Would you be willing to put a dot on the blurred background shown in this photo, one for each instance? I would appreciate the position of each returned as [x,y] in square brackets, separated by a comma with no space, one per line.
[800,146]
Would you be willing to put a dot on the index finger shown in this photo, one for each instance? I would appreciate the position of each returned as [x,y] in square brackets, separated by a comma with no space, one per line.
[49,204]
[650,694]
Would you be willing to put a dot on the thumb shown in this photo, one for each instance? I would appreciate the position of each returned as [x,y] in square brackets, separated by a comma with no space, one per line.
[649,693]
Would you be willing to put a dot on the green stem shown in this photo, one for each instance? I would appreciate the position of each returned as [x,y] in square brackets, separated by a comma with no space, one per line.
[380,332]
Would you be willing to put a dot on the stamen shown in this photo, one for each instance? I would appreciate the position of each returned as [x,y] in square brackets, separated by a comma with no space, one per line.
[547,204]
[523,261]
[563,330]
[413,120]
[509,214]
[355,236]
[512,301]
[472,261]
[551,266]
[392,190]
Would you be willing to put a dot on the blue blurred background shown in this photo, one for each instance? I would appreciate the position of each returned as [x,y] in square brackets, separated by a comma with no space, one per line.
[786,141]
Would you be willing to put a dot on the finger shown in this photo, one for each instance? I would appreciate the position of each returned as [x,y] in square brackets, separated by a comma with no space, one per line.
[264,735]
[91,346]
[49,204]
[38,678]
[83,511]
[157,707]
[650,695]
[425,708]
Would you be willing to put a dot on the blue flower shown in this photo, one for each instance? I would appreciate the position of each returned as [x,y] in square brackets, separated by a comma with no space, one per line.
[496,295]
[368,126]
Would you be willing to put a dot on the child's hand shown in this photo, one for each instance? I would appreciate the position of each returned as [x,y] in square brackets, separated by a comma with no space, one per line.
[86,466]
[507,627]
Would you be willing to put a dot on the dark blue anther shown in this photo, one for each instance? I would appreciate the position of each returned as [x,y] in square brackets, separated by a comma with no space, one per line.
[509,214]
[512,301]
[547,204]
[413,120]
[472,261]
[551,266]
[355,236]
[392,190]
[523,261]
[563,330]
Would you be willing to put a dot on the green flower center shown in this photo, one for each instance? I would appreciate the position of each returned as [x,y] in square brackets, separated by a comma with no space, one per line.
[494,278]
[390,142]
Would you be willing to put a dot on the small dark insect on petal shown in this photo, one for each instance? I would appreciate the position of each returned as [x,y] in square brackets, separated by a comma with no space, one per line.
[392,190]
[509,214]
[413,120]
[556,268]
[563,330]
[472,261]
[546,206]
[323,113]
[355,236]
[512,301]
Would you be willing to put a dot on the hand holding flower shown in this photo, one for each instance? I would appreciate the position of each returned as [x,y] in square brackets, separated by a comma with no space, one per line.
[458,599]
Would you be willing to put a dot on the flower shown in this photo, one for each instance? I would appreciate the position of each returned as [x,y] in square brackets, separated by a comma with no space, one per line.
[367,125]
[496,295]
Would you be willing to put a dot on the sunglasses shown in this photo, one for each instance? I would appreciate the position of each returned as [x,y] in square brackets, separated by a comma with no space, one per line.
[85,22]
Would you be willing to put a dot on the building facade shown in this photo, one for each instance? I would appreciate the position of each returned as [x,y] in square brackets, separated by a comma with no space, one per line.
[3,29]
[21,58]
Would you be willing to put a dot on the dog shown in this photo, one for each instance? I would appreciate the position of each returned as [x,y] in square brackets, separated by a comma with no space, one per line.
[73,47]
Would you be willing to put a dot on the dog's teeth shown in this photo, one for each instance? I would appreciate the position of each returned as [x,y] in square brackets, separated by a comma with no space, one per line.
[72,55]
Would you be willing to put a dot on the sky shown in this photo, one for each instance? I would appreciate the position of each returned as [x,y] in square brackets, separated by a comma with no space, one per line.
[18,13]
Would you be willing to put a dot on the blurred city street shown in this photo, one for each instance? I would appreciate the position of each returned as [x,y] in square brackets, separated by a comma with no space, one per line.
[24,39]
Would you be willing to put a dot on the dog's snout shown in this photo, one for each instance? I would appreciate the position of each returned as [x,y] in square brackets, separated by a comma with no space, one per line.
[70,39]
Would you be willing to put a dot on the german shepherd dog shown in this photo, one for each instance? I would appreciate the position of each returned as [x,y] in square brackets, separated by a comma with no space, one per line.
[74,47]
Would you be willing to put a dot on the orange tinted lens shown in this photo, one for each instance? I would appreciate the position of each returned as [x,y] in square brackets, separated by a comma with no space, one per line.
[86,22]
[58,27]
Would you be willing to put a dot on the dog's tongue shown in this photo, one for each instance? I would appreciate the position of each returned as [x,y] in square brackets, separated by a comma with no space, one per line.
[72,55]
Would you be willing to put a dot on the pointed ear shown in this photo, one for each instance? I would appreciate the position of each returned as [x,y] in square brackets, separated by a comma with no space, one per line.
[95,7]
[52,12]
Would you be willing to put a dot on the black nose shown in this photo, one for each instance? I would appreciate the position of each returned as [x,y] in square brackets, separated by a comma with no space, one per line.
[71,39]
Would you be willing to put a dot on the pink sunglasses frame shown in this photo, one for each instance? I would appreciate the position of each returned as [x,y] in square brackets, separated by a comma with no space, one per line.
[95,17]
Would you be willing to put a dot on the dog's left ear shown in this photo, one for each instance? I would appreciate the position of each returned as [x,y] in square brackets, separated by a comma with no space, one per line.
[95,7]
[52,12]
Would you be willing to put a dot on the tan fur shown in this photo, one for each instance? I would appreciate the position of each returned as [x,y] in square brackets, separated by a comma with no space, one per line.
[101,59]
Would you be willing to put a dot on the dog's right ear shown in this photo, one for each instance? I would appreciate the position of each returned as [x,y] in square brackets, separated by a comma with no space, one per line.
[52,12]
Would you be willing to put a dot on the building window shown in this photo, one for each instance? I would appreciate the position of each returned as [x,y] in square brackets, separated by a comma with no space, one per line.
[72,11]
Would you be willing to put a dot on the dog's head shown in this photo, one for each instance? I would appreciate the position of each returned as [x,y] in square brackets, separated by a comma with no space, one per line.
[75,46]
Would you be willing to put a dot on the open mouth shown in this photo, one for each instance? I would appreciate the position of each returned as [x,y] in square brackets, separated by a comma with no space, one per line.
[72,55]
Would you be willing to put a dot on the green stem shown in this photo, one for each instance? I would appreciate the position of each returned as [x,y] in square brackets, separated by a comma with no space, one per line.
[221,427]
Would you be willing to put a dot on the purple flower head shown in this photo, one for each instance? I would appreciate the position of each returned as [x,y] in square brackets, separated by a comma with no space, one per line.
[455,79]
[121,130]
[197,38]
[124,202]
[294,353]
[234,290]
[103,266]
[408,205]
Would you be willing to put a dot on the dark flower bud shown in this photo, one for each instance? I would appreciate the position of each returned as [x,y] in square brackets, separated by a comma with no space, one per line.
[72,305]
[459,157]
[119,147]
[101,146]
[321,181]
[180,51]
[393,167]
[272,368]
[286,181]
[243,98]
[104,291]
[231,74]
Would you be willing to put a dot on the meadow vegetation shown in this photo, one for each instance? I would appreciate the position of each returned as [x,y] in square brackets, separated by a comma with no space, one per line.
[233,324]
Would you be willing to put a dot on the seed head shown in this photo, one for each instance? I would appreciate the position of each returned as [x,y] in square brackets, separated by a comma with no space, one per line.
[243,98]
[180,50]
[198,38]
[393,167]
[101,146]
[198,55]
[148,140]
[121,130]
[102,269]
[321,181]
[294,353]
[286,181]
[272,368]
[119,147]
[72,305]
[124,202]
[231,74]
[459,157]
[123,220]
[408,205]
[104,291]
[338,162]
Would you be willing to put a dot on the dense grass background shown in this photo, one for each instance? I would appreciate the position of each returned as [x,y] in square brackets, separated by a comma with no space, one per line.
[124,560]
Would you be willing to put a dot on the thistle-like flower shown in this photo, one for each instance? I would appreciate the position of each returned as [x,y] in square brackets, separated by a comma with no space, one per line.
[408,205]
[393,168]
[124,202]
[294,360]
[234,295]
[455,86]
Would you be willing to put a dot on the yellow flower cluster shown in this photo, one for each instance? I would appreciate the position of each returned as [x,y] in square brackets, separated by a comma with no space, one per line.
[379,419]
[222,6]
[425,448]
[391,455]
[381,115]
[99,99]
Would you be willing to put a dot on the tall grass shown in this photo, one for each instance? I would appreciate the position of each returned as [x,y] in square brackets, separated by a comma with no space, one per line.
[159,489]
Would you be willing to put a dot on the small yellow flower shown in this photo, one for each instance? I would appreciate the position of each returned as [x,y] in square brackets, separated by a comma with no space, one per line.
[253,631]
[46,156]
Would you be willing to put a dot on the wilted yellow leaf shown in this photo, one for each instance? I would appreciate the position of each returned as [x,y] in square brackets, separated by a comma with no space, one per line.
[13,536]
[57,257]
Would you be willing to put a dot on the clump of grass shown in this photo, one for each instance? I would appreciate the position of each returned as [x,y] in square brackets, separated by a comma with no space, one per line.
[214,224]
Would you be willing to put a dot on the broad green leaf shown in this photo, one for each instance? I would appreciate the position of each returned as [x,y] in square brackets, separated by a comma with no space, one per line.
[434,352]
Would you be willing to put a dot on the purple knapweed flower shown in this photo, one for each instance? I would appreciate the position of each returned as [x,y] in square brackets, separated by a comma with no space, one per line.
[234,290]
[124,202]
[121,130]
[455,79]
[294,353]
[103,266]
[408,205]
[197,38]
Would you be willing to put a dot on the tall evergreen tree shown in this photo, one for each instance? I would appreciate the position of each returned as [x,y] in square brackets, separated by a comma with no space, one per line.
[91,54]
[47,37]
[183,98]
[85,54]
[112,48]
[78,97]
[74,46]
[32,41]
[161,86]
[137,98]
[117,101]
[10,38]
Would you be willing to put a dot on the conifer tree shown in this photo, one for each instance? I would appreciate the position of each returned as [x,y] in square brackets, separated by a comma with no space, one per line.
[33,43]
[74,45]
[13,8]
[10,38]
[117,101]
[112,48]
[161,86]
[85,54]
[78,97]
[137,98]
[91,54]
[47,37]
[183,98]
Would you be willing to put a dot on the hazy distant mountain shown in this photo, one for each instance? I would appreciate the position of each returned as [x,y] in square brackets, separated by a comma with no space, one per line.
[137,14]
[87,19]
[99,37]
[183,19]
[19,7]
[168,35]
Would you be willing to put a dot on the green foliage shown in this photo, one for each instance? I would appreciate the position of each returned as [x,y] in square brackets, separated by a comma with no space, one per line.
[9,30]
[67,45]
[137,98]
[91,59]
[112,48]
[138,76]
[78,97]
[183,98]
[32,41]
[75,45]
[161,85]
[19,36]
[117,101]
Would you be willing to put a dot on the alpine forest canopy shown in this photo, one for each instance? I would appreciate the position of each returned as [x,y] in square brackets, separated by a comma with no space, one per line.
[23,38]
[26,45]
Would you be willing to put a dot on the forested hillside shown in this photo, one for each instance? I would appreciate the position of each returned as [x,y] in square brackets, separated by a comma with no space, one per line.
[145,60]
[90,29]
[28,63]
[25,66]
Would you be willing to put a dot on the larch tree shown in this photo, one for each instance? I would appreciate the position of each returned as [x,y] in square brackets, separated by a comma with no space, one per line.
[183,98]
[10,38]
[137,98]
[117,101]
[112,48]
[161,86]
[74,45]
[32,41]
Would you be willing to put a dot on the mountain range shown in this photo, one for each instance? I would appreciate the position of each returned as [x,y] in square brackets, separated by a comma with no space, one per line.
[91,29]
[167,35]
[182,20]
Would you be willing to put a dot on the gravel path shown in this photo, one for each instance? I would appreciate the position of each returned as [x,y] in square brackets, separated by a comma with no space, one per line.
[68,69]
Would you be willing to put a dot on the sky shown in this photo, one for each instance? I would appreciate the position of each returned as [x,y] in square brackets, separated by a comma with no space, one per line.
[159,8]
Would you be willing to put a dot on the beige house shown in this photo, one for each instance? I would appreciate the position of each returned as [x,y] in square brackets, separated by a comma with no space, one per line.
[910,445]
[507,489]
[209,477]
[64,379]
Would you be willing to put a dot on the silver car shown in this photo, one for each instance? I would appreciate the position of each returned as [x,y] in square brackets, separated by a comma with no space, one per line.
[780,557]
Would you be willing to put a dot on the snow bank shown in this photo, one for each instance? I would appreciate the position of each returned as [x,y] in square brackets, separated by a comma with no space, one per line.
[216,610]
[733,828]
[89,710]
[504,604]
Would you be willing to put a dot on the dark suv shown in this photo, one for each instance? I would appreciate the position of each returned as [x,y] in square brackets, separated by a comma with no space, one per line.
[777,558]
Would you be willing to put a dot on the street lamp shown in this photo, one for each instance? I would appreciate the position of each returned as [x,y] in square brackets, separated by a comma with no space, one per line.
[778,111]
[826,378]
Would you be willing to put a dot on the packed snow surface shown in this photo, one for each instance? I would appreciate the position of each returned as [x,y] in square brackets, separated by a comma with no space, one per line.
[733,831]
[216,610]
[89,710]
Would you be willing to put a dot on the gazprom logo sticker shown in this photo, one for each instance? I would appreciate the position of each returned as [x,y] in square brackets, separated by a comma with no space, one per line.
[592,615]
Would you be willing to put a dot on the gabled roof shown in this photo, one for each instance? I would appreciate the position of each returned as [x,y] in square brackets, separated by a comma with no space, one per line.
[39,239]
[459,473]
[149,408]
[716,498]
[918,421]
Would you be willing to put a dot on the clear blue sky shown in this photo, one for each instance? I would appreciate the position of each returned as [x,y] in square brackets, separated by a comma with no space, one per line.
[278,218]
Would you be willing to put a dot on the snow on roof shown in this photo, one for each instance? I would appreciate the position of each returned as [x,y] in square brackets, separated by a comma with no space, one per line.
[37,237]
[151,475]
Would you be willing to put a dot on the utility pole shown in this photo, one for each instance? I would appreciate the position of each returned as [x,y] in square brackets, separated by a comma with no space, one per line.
:::
**Activity**
Please repeat the line that contains "Would you be willing to put a dot on the gazprom" and every line after it through the end of the material above, exactly and with nothing added.

**Solution below**
Would you be willing to put a dot on the gazprom logo sticker shown in this photo, one for each instance? I would appreciate the position of each returned as [x,y] in square brackets, separated by a comma with no space, one per line.
[592,615]
Would you be willing to put a dot on the gabled roof shown in this photo, one for each instance? I would appreciate the position of each returned as [x,y] in square brackets, separated by a comma with no space, one per line.
[39,239]
[459,473]
[149,408]
[716,498]
[918,421]
Would you be willing to put a dot on the clear blue sky shown in this photo, one for each instance? I would appreciate the position of each returned as [x,y] in square brackets, separated by a comma with no space, one per line.
[278,218]
Would you be willing to put a dot on the snow on roof shown in this photo, one for each instance? I would appreciate the position of each returned as [x,y] in square brackets, separated by a comma with no space, one per line.
[37,237]
[151,475]
Would you be willing to put a dot on the utility pole shown in this photo, one for each instance? I would appreciate the position of each returned as [x,y] in square brackets, separated by a comma with no space, one per line.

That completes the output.